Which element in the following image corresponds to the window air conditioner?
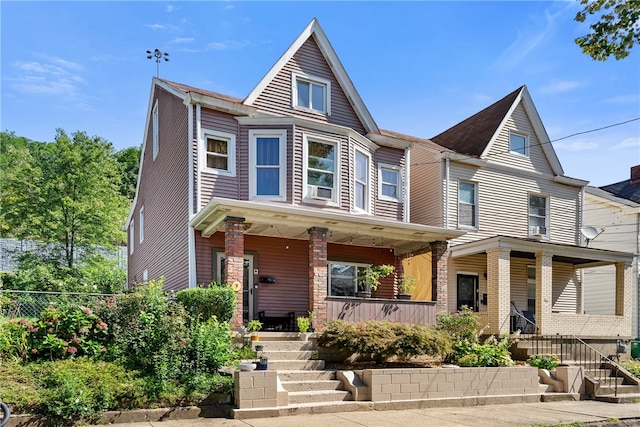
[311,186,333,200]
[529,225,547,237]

--

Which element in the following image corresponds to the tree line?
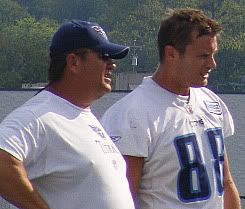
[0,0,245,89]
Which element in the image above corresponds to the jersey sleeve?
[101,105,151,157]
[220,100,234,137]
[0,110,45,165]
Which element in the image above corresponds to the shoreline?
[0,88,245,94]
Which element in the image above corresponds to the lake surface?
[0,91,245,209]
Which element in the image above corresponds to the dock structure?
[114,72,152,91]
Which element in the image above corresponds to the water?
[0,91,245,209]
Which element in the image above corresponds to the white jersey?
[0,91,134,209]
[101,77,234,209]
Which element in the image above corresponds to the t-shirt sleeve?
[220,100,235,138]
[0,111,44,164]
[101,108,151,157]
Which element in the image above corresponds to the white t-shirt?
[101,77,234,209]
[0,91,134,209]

• [GOAL]: Copy out the data again word for word, starting with the line containing "Which element in the following image corresponds to the window" and going down to the line containing "[529,225,547,237]", both lines included, and leave out the pictures.

• [SOLUTION TO THE EXERCISE]:
Which element in the following image corresponds to the window air conditioner?
[311,186,333,200]
[529,225,547,237]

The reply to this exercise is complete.